(Beginning of Dataset content)
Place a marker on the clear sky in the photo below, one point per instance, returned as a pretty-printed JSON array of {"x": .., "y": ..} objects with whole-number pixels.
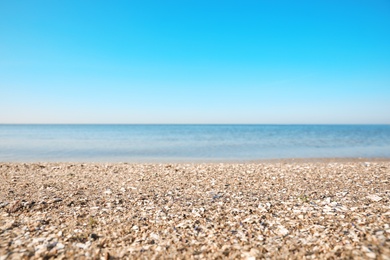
[{"x": 282, "y": 62}]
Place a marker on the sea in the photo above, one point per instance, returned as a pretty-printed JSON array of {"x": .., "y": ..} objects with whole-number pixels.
[{"x": 190, "y": 143}]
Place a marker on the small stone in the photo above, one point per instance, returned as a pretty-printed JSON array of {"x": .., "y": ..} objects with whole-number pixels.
[{"x": 374, "y": 198}]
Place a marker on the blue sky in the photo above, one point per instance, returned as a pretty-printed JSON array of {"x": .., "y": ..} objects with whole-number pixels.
[{"x": 266, "y": 62}]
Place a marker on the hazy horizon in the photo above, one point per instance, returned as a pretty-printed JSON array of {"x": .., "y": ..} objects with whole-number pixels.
[{"x": 176, "y": 62}]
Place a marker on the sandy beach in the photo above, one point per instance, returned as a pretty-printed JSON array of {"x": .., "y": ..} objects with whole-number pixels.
[{"x": 277, "y": 210}]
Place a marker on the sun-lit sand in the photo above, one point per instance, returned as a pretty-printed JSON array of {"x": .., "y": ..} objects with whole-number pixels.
[{"x": 280, "y": 209}]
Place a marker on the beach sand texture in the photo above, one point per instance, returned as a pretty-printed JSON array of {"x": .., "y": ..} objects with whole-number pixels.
[{"x": 275, "y": 210}]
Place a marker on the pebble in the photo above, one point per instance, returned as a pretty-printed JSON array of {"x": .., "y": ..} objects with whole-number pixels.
[{"x": 278, "y": 210}]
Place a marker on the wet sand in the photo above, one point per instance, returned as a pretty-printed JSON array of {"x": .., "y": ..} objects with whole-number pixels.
[{"x": 266, "y": 209}]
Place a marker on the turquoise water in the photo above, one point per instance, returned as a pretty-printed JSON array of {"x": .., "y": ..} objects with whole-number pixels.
[{"x": 175, "y": 143}]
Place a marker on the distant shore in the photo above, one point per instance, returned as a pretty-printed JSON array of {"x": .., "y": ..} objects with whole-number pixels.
[{"x": 283, "y": 208}]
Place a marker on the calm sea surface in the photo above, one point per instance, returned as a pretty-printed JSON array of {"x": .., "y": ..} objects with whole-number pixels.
[{"x": 175, "y": 143}]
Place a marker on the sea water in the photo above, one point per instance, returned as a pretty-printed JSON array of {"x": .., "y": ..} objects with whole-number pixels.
[{"x": 190, "y": 143}]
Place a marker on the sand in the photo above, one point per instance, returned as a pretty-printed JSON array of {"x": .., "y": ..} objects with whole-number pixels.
[{"x": 286, "y": 209}]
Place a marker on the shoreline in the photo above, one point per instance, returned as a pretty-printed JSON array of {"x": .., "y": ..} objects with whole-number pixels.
[
  {"x": 290, "y": 208},
  {"x": 212, "y": 161}
]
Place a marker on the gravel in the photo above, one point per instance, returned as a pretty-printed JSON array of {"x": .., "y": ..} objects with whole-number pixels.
[{"x": 273, "y": 210}]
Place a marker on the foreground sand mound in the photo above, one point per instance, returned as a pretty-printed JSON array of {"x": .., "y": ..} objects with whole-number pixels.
[{"x": 260, "y": 210}]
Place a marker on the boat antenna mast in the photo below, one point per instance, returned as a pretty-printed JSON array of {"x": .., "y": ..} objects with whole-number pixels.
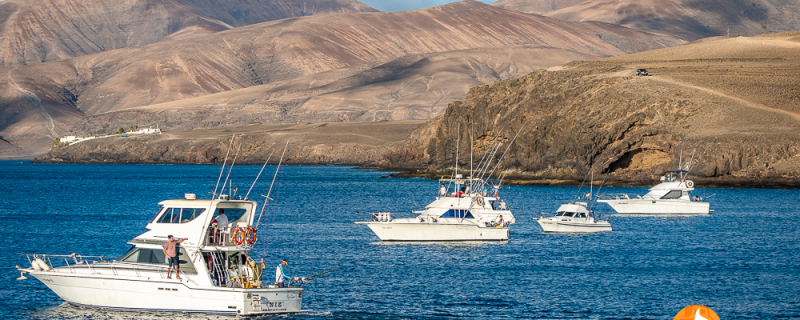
[{"x": 272, "y": 184}]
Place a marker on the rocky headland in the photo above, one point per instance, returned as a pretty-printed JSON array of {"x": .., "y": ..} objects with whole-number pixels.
[{"x": 732, "y": 104}]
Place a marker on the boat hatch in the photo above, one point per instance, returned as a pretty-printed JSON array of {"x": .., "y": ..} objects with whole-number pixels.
[{"x": 456, "y": 213}]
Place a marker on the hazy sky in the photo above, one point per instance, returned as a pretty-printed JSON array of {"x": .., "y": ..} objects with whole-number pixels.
[{"x": 399, "y": 5}]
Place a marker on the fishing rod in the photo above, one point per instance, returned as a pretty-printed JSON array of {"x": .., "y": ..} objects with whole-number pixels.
[
  {"x": 221, "y": 170},
  {"x": 259, "y": 174},
  {"x": 505, "y": 152}
]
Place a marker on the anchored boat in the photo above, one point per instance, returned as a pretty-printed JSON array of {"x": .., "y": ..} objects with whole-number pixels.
[
  {"x": 673, "y": 196},
  {"x": 463, "y": 214},
  {"x": 213, "y": 266},
  {"x": 573, "y": 217}
]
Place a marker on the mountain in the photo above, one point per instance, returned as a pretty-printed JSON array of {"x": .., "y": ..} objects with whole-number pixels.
[
  {"x": 34, "y": 31},
  {"x": 730, "y": 103},
  {"x": 535, "y": 6},
  {"x": 686, "y": 19},
  {"x": 343, "y": 67}
]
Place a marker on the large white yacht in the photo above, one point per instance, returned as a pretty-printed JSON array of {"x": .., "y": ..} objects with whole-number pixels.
[
  {"x": 573, "y": 217},
  {"x": 670, "y": 197},
  {"x": 468, "y": 209},
  {"x": 213, "y": 271}
]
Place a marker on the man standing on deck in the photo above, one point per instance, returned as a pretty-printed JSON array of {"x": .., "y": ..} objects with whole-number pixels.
[
  {"x": 281, "y": 279},
  {"x": 171, "y": 252}
]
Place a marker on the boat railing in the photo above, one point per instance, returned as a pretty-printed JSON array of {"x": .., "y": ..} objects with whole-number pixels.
[{"x": 73, "y": 261}]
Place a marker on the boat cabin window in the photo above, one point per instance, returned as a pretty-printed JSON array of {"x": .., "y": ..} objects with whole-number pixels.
[
  {"x": 233, "y": 214},
  {"x": 180, "y": 215},
  {"x": 156, "y": 256},
  {"x": 456, "y": 213},
  {"x": 673, "y": 194}
]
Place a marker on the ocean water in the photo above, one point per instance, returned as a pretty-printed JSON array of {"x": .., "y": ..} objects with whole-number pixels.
[{"x": 742, "y": 261}]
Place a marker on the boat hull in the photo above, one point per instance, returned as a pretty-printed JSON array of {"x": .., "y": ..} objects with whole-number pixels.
[
  {"x": 556, "y": 226},
  {"x": 167, "y": 295},
  {"x": 658, "y": 207},
  {"x": 392, "y": 231}
]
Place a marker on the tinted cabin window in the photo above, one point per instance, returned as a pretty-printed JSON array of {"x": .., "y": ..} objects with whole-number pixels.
[
  {"x": 156, "y": 256},
  {"x": 674, "y": 194},
  {"x": 180, "y": 215},
  {"x": 455, "y": 213},
  {"x": 233, "y": 214}
]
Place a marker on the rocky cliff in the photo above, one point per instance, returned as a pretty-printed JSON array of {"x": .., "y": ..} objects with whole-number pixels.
[{"x": 730, "y": 103}]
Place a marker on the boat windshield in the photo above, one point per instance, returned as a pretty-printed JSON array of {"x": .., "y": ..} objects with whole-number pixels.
[
  {"x": 455, "y": 213},
  {"x": 180, "y": 215}
]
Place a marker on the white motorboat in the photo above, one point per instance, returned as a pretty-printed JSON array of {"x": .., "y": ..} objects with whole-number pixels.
[
  {"x": 212, "y": 266},
  {"x": 573, "y": 217},
  {"x": 670, "y": 197},
  {"x": 464, "y": 215}
]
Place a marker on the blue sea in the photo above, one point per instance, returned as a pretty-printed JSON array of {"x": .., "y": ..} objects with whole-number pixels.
[{"x": 741, "y": 261}]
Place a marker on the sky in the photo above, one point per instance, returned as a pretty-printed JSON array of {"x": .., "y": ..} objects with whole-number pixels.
[{"x": 400, "y": 5}]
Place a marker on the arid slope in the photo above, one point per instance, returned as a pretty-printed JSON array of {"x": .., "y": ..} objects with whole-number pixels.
[
  {"x": 34, "y": 31},
  {"x": 733, "y": 101},
  {"x": 345, "y": 50}
]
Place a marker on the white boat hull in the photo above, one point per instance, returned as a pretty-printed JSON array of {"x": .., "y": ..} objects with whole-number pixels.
[
  {"x": 550, "y": 225},
  {"x": 658, "y": 207},
  {"x": 156, "y": 294},
  {"x": 394, "y": 231}
]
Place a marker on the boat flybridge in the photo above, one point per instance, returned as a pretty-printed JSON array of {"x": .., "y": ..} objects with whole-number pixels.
[
  {"x": 467, "y": 209},
  {"x": 670, "y": 197},
  {"x": 574, "y": 217},
  {"x": 215, "y": 275}
]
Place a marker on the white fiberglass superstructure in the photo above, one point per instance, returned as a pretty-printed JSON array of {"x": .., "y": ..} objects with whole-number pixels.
[
  {"x": 466, "y": 210},
  {"x": 574, "y": 217},
  {"x": 217, "y": 236},
  {"x": 673, "y": 196},
  {"x": 215, "y": 277}
]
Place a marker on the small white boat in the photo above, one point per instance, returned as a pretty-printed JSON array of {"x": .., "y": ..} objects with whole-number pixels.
[
  {"x": 670, "y": 197},
  {"x": 573, "y": 217},
  {"x": 466, "y": 215}
]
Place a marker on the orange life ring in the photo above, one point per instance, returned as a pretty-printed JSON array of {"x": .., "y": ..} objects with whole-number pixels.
[
  {"x": 238, "y": 236},
  {"x": 250, "y": 236}
]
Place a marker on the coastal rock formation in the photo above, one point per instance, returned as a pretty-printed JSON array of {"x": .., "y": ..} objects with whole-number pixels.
[
  {"x": 731, "y": 104},
  {"x": 312, "y": 143},
  {"x": 343, "y": 67},
  {"x": 34, "y": 31}
]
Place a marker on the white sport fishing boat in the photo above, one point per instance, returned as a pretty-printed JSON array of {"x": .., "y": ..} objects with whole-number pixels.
[
  {"x": 468, "y": 215},
  {"x": 573, "y": 217},
  {"x": 670, "y": 197},
  {"x": 214, "y": 274},
  {"x": 210, "y": 260}
]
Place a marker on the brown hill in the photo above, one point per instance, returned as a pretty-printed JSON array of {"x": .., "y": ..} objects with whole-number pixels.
[
  {"x": 732, "y": 100},
  {"x": 535, "y": 6},
  {"x": 287, "y": 55},
  {"x": 686, "y": 19},
  {"x": 33, "y": 31},
  {"x": 311, "y": 143}
]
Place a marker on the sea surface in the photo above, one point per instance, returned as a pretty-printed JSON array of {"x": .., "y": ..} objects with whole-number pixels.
[{"x": 741, "y": 261}]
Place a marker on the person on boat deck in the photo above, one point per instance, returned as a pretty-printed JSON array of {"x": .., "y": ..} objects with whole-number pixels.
[
  {"x": 281, "y": 279},
  {"x": 258, "y": 268},
  {"x": 171, "y": 252}
]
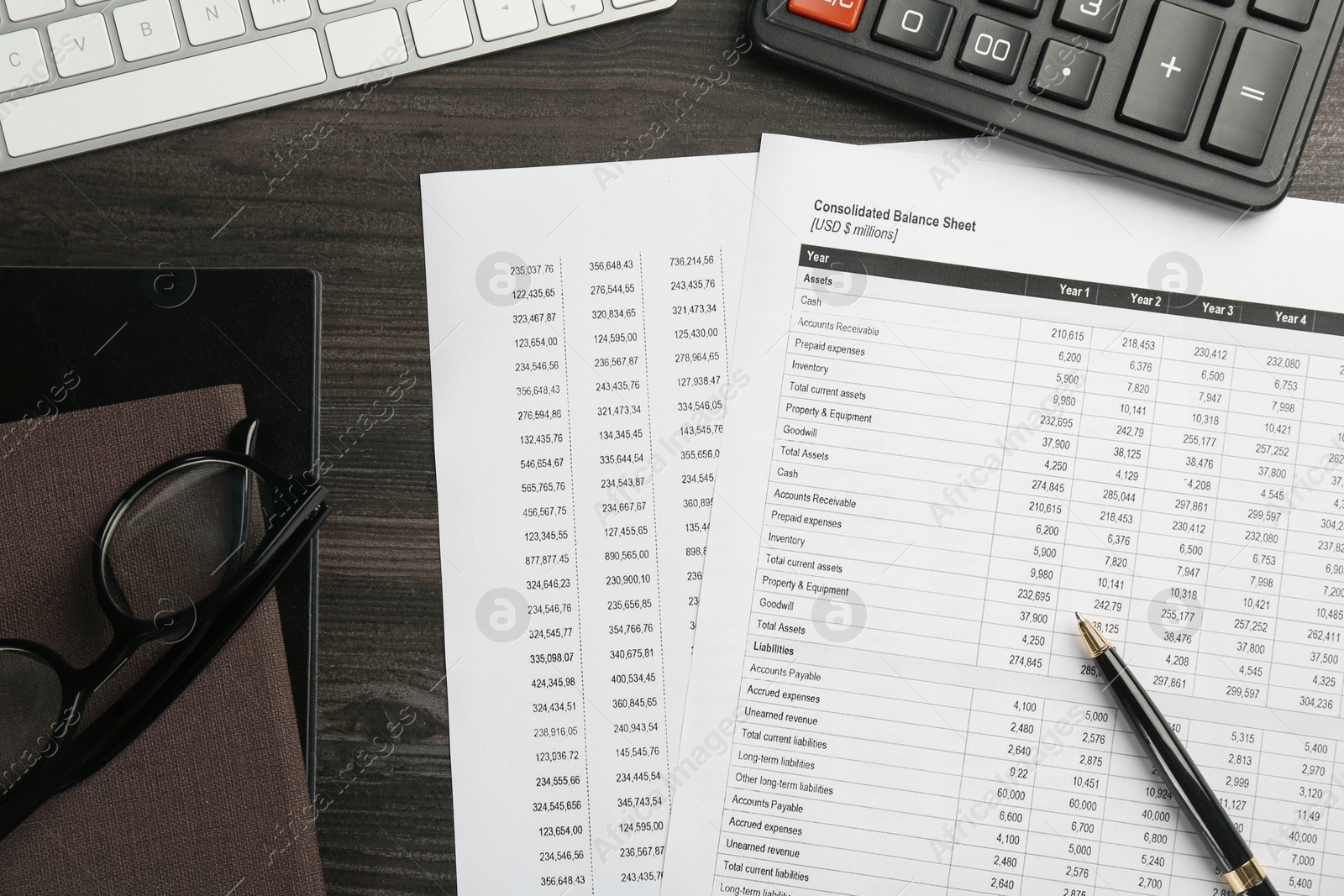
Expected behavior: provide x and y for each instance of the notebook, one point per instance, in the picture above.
(212, 797)
(85, 338)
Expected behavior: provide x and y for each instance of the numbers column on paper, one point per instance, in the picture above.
(1187, 419)
(1039, 450)
(690, 394)
(1308, 649)
(1292, 812)
(1140, 821)
(1110, 473)
(616, 548)
(998, 786)
(1258, 457)
(1073, 773)
(555, 853)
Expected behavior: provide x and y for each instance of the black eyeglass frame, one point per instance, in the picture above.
(76, 755)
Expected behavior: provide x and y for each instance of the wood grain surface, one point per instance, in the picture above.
(219, 196)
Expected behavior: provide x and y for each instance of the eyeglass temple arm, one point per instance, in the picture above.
(242, 439)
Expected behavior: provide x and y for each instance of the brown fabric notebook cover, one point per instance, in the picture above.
(213, 797)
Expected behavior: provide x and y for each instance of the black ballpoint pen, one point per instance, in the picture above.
(1238, 866)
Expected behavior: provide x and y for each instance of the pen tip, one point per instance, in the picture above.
(1095, 641)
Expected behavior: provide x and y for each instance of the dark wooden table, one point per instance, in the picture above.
(221, 195)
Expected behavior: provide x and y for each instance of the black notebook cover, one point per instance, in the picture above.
(131, 333)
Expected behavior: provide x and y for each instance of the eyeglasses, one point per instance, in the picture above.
(181, 560)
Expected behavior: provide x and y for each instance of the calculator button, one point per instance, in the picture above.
(1252, 96)
(1093, 18)
(1068, 74)
(1171, 69)
(994, 49)
(1025, 7)
(1294, 13)
(840, 13)
(918, 26)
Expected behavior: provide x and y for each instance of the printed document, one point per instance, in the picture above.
(580, 324)
(979, 394)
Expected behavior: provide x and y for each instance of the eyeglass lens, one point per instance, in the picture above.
(181, 539)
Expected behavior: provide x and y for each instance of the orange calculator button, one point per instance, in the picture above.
(842, 13)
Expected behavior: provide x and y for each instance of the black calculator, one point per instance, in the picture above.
(1213, 98)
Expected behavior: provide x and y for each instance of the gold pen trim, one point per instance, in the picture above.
(1095, 641)
(1249, 875)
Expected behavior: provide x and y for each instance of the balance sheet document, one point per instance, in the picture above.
(580, 322)
(987, 396)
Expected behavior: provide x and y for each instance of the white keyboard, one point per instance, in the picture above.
(81, 74)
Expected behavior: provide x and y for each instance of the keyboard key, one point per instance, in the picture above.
(22, 60)
(272, 13)
(340, 6)
(81, 45)
(994, 49)
(210, 20)
(1171, 69)
(1025, 7)
(501, 19)
(145, 29)
(20, 9)
(1093, 18)
(561, 11)
(1294, 13)
(1252, 94)
(438, 26)
(366, 43)
(918, 26)
(161, 93)
(1068, 74)
(839, 13)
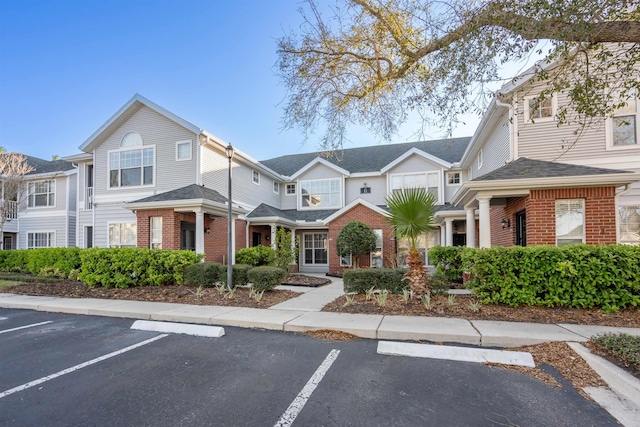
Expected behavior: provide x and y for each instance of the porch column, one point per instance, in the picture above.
(199, 232)
(449, 231)
(485, 221)
(273, 235)
(471, 227)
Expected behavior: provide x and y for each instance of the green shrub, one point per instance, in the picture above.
(624, 347)
(362, 279)
(256, 256)
(580, 276)
(240, 274)
(125, 267)
(266, 278)
(448, 261)
(203, 273)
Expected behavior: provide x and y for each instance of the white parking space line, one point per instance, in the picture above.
(80, 366)
(25, 327)
(298, 403)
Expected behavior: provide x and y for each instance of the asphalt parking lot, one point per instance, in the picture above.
(85, 370)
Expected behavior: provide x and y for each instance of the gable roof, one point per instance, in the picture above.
(124, 113)
(373, 158)
(525, 168)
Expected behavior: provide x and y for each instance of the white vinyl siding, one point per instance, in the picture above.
(570, 221)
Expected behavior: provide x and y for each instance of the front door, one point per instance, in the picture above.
(187, 236)
(521, 228)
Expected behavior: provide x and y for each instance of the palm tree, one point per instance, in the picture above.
(411, 212)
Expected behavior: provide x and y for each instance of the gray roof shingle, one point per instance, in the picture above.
(374, 158)
(190, 192)
(524, 168)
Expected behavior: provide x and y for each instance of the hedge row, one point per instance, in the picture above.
(580, 276)
(125, 267)
(362, 279)
(45, 261)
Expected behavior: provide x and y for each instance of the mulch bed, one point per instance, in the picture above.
(462, 309)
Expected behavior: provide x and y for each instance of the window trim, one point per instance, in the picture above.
(455, 184)
(49, 192)
(584, 215)
(609, 129)
(527, 111)
(52, 238)
(341, 194)
(178, 143)
(110, 223)
(128, 187)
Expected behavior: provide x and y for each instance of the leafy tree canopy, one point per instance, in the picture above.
(372, 62)
(355, 238)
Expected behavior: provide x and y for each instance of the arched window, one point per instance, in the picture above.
(131, 139)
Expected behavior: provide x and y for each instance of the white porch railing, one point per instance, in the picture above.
(88, 199)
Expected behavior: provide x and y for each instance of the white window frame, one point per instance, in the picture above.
(120, 245)
(453, 174)
(527, 110)
(301, 206)
(51, 184)
(426, 175)
(155, 231)
(51, 239)
(121, 187)
(621, 223)
(609, 126)
(380, 234)
(185, 142)
(584, 227)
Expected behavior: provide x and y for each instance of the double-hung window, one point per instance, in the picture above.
(570, 228)
(123, 235)
(430, 181)
(322, 193)
(42, 194)
(131, 167)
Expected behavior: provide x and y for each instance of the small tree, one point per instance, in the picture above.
(355, 239)
(13, 168)
(285, 251)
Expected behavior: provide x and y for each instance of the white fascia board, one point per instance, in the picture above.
(266, 220)
(129, 108)
(75, 158)
(505, 186)
(356, 202)
(417, 152)
(320, 161)
(219, 143)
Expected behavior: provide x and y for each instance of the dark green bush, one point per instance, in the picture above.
(448, 261)
(266, 278)
(580, 276)
(203, 273)
(256, 256)
(125, 267)
(240, 274)
(362, 279)
(624, 347)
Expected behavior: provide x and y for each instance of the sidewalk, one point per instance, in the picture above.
(303, 313)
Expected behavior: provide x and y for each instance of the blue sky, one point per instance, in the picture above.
(66, 66)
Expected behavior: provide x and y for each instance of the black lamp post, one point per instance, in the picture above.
(229, 150)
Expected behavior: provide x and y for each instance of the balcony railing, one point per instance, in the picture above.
(88, 199)
(12, 211)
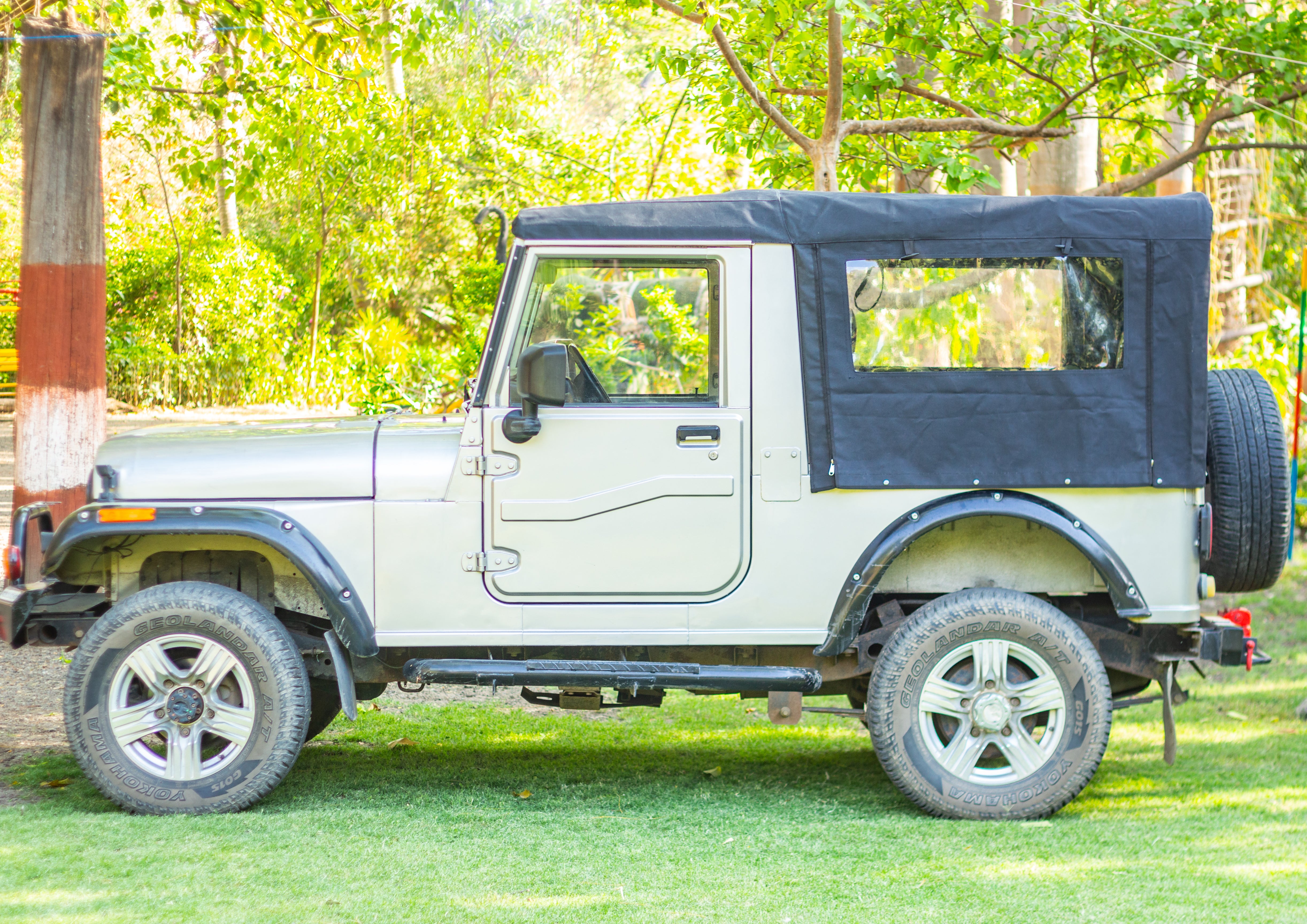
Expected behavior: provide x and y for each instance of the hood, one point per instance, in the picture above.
(245, 462)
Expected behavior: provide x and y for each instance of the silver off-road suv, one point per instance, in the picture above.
(957, 458)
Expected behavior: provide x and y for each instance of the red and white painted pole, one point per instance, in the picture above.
(59, 414)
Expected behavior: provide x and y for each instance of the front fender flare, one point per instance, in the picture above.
(876, 560)
(282, 532)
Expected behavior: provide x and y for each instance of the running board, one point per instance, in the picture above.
(615, 675)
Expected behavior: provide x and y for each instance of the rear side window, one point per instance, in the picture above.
(638, 331)
(987, 314)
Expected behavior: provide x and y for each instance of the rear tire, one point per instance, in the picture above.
(990, 704)
(1247, 483)
(186, 698)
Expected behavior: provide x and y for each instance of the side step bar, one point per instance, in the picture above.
(615, 675)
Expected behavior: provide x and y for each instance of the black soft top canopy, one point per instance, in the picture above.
(1140, 424)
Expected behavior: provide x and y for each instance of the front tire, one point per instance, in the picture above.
(990, 704)
(186, 698)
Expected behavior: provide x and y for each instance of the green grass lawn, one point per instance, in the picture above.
(623, 825)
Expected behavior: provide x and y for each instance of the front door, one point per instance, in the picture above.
(636, 489)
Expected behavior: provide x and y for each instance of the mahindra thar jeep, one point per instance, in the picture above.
(957, 458)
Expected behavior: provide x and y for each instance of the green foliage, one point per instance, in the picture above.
(237, 326)
(361, 201)
(1042, 67)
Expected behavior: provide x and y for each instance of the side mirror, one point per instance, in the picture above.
(542, 380)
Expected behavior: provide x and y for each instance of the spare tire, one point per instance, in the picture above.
(1247, 483)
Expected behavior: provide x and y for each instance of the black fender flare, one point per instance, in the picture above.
(279, 531)
(876, 560)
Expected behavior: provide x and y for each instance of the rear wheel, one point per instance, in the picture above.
(990, 704)
(186, 698)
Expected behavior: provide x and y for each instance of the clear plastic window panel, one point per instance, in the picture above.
(640, 331)
(993, 314)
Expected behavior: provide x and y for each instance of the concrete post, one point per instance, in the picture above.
(59, 420)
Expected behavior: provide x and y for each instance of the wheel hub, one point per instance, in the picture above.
(991, 711)
(185, 705)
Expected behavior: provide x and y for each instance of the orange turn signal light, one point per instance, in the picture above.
(126, 514)
(12, 564)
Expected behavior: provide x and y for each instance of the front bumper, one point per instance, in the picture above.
(16, 606)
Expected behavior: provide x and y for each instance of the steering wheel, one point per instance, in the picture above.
(585, 385)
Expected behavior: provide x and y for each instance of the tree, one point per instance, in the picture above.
(859, 89)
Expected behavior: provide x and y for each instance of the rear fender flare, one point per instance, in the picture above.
(855, 595)
(279, 531)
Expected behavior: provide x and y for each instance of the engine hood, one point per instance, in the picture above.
(245, 462)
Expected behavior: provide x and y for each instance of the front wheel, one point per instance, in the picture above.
(187, 698)
(990, 704)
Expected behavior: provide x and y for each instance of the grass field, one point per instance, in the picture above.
(623, 825)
(End of Dataset content)
> Activity: After locating the line containing "front wheel, one", write out that line and all remaining lines of the records exactly, with nothing added.

> Your solution:
Expected behavior: provide x and y for each instance of the front wheel, one point per instance, in the picture above.
(187, 698)
(990, 704)
Expected behavior: provide x and y for each instance of the grass field, one point per instance, in the picture above.
(623, 825)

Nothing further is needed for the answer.